**Task details:** Write out, without any change, the lines in the material below that run from the line with "mausoleum wall in the image above." through the line with "gravestone in the image above.", both included.
**********
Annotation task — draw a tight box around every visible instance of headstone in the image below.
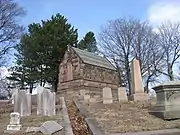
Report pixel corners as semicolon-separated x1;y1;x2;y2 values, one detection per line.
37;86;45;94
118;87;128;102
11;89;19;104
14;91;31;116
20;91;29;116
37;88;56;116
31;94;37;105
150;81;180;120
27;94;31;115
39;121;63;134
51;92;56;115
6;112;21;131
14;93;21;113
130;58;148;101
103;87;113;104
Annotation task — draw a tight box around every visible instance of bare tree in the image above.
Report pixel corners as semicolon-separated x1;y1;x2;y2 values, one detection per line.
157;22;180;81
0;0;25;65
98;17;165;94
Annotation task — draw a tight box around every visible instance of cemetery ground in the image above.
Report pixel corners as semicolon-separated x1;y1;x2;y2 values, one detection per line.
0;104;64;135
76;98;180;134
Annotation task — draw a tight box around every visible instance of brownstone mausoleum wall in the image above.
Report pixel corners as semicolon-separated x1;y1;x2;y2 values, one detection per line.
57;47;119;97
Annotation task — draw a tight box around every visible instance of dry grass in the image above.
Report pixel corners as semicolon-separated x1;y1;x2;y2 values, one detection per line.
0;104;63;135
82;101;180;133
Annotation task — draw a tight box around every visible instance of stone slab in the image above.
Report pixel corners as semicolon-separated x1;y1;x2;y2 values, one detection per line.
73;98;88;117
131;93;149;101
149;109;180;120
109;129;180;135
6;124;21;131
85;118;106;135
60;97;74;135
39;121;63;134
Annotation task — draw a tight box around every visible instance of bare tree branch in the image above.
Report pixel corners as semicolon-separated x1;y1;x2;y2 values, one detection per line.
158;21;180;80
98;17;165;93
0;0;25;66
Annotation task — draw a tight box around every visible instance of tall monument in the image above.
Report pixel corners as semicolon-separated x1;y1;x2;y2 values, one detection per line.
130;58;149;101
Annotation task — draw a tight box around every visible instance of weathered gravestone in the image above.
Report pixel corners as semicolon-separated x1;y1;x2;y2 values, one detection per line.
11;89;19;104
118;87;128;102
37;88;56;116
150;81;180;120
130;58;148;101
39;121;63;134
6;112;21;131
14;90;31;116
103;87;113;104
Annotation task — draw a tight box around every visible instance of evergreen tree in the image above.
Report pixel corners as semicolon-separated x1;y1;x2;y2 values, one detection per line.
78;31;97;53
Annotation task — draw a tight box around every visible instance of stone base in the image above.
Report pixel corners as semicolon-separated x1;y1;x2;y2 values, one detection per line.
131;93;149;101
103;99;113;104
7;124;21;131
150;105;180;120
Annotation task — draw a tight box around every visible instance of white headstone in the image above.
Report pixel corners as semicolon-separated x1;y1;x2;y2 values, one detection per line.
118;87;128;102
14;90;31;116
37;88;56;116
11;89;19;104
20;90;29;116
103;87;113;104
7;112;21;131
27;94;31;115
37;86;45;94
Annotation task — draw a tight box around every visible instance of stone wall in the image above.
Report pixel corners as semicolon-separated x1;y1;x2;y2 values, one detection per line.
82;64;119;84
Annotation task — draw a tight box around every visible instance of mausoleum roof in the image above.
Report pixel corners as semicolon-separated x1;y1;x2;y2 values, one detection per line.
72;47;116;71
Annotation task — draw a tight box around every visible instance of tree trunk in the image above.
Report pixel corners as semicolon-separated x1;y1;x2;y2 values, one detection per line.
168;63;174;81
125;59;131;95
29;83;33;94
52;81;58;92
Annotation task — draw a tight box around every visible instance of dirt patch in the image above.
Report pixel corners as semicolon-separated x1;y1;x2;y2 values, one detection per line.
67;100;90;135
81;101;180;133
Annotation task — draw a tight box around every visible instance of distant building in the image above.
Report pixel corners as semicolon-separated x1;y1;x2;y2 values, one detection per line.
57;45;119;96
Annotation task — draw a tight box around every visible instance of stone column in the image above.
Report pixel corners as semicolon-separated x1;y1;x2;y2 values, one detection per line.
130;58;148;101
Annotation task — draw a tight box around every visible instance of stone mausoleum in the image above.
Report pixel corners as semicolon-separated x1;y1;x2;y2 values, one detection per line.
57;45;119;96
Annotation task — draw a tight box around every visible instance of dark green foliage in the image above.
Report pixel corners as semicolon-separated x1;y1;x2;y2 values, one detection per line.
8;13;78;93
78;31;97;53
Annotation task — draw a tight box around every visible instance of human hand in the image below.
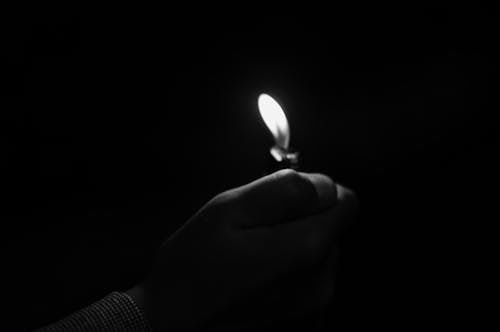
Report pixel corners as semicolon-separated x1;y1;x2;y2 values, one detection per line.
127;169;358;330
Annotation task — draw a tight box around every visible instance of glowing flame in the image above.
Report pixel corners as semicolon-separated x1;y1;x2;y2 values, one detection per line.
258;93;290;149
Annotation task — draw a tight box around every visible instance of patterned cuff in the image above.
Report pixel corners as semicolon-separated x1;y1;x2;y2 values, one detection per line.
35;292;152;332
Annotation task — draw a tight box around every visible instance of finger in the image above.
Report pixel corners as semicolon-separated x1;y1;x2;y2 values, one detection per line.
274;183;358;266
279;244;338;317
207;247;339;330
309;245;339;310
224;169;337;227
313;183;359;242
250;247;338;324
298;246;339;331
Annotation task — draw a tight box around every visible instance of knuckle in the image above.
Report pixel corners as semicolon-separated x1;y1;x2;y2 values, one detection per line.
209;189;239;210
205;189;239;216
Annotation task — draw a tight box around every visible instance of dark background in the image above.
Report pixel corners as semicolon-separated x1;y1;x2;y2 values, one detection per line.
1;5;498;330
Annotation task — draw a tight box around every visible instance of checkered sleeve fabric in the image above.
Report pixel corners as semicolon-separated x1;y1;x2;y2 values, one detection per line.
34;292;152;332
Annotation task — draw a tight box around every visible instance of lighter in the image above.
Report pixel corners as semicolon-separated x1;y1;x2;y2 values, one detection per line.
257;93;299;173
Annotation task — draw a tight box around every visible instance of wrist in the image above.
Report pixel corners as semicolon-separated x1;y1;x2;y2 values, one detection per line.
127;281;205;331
**********
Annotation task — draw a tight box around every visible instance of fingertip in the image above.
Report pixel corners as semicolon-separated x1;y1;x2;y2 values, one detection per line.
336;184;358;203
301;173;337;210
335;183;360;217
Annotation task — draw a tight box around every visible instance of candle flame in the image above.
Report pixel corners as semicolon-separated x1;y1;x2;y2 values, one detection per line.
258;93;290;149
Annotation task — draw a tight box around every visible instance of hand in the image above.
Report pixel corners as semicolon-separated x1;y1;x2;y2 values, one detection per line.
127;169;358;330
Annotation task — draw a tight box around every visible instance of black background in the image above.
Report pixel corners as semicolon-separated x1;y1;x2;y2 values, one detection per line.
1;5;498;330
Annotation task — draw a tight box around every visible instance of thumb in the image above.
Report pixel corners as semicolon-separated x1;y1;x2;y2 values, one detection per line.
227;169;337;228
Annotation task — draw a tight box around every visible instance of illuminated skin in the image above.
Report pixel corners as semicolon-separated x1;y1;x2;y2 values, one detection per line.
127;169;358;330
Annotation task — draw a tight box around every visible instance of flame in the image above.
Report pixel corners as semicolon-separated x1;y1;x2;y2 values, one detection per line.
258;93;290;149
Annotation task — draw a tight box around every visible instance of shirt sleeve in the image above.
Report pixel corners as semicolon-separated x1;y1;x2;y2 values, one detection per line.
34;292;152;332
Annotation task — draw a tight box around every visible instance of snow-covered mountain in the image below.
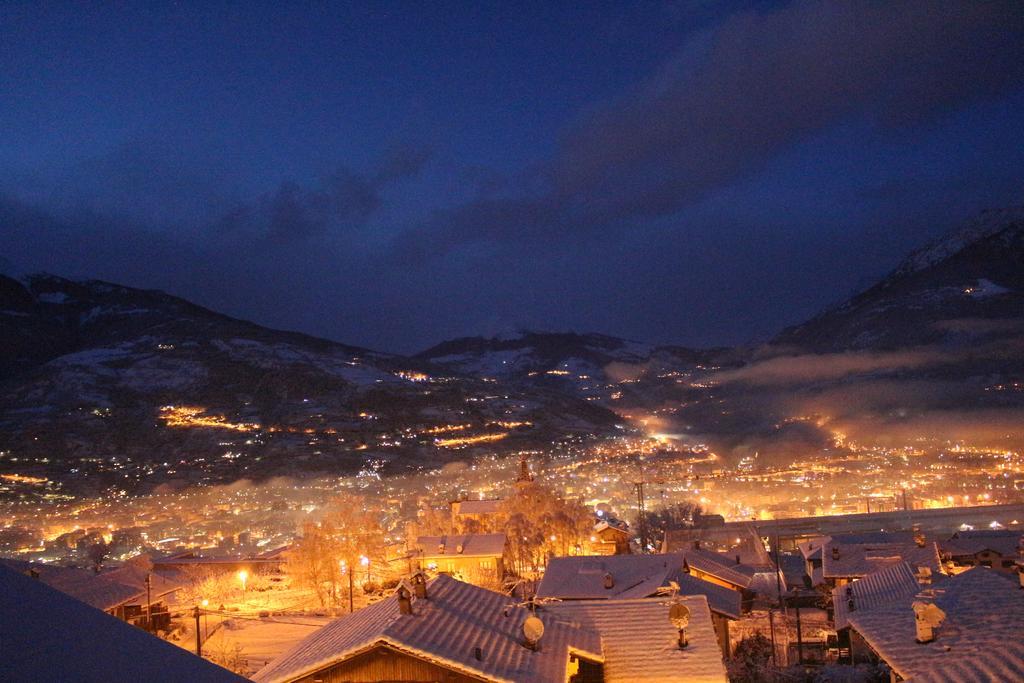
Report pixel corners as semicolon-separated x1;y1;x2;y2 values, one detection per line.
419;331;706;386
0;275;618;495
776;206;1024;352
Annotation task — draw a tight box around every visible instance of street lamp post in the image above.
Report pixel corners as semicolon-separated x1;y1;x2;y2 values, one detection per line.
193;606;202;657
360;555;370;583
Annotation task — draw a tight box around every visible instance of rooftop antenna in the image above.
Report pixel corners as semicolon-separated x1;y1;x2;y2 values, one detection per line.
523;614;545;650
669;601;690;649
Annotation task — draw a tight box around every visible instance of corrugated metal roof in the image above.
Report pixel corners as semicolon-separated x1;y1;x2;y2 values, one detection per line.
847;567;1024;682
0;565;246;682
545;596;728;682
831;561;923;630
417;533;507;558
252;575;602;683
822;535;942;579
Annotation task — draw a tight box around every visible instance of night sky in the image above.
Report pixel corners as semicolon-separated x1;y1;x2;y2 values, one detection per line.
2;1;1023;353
**********
**Task response:**
Annotation task — draw a tight box around every visible instance of brownstone mausoleum wall in the image above.
Report pixel corners as semicolon-separated x1;y1;x2;y2 values, one detection per line.
57;47;119;97
Annotation task — draw a tight box around every visible instance of dry grass in the image above.
Report pixel corners as semicolon-separated x1;y1;x2;y2 values, one detection per line.
0;104;63;135
82;101;180;133
Annotation task — draw a tight box around every visible instance of stone slab in the image above.
Report pixel corners as semicolon-separated x1;y1;x2;y2 values, one detection per line.
73;98;88;117
131;93;149;101
149;109;180;120
109;129;180;135
6;124;21;131
85;118;106;135
60;97;74;135
39;121;63;134
Annotation task — draw a tight box around every visible instance of bare tree branch in the image above.
Report pixel corners as semicolon-separated x1;y1;x2;y2 values, one detection per line.
158;21;180;80
98;17;165;93
0;0;25;66
Annotation task — draw a tight box around every visible instance of tall monument in the image above.
Report pixel corners as semicolon-separated x1;y1;x2;y2 values, one detection per line.
130;58;149;101
Annotation task — draw a tight box around every visible instance of weathered gravestone in the image above.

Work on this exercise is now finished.